What you need to do —
Every record should be copied exactly, except that pictures are to be omitted.

[Records of labeled points]
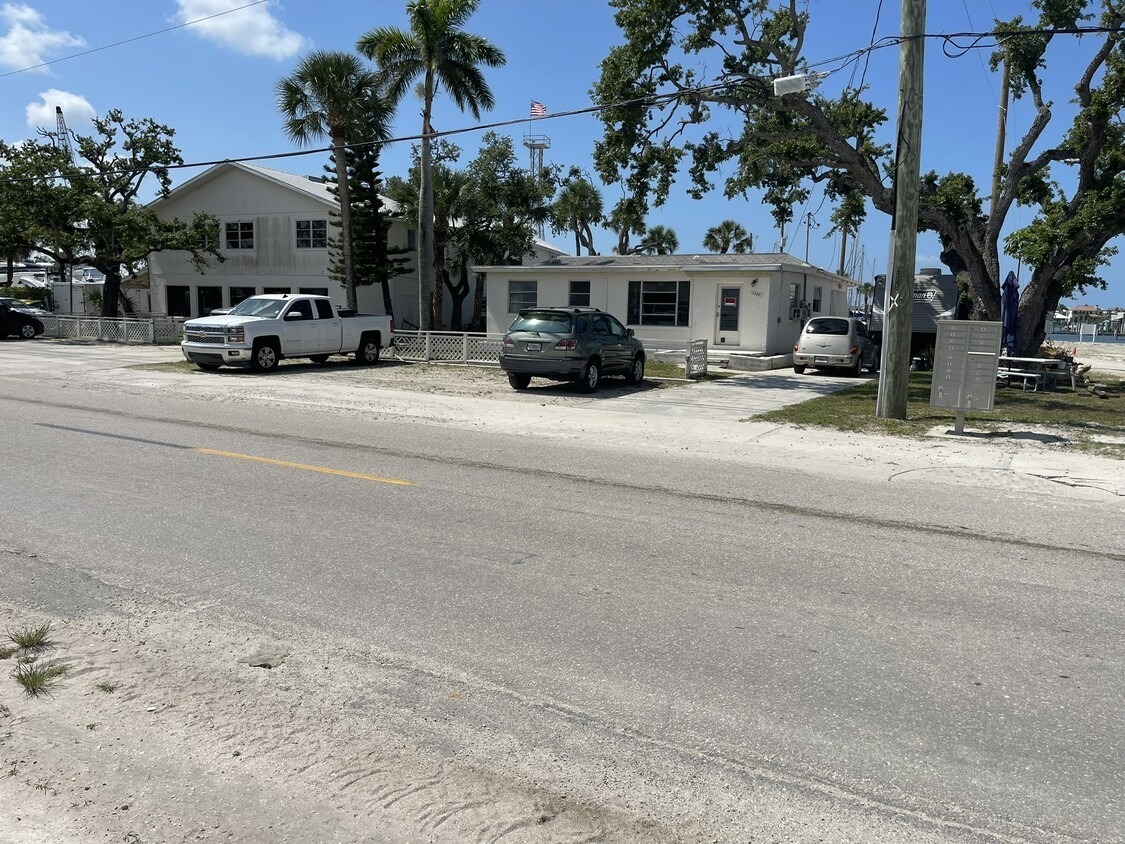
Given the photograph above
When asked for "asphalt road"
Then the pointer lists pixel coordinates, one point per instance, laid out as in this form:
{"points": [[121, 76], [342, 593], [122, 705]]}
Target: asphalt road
{"points": [[764, 648]]}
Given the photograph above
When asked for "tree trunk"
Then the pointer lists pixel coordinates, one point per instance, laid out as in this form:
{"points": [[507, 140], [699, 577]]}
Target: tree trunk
{"points": [[388, 308], [478, 303], [345, 241], [110, 292]]}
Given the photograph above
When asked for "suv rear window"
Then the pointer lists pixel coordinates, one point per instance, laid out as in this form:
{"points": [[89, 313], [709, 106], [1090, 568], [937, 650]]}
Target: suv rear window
{"points": [[827, 326], [549, 321]]}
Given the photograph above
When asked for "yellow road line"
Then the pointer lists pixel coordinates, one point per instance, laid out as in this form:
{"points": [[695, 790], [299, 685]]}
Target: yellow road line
{"points": [[306, 467]]}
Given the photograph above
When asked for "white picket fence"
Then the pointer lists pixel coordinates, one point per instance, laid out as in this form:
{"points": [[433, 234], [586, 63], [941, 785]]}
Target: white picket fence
{"points": [[156, 330], [448, 346]]}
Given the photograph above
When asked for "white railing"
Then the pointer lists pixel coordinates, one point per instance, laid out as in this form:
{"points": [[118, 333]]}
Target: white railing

Result below —
Given the photograph above
When asked for "asphalt road"
Then the pointer lists pixel coordinates, one point per instance, laid out as in this form:
{"points": [[121, 76], [342, 593], [122, 705]]}
Target: asphalt road
{"points": [[764, 648]]}
Given the photograph above
When asked for "tree trunk"
Then the pointer lists pixel coordinates, one point per instance, laid out as in this form:
{"points": [[507, 140], [699, 577]]}
Target: tree trunk
{"points": [[388, 308], [478, 303], [345, 241], [110, 292]]}
Given the photograph above
When asked for "suv rear window"
Then the pointer lists pixel coordinates, one point per instance, laid out as in this form:
{"points": [[89, 313], [709, 106], [1090, 568], [937, 650]]}
Target: suv rear window
{"points": [[827, 326], [549, 321]]}
Given the photograph above
When asked for "yellow road line"
Then the pointer lists pixel coordinates, one point per instance, laid out as in this form:
{"points": [[695, 790], [299, 685]]}
Target: yellow road line
{"points": [[306, 467]]}
Given the photograph above
When asked for "white picket fence"
Then the pointer lists pixel coordinates, one point per instance, laid out as in this form:
{"points": [[433, 234], [586, 63], [941, 785]]}
Target: white picket fence
{"points": [[156, 330], [448, 346]]}
Given the photograph above
When asked for "white railing"
Then the pointer lists pixel coordinates, one point per instance, laid out as in this form:
{"points": [[118, 333]]}
Target: white railing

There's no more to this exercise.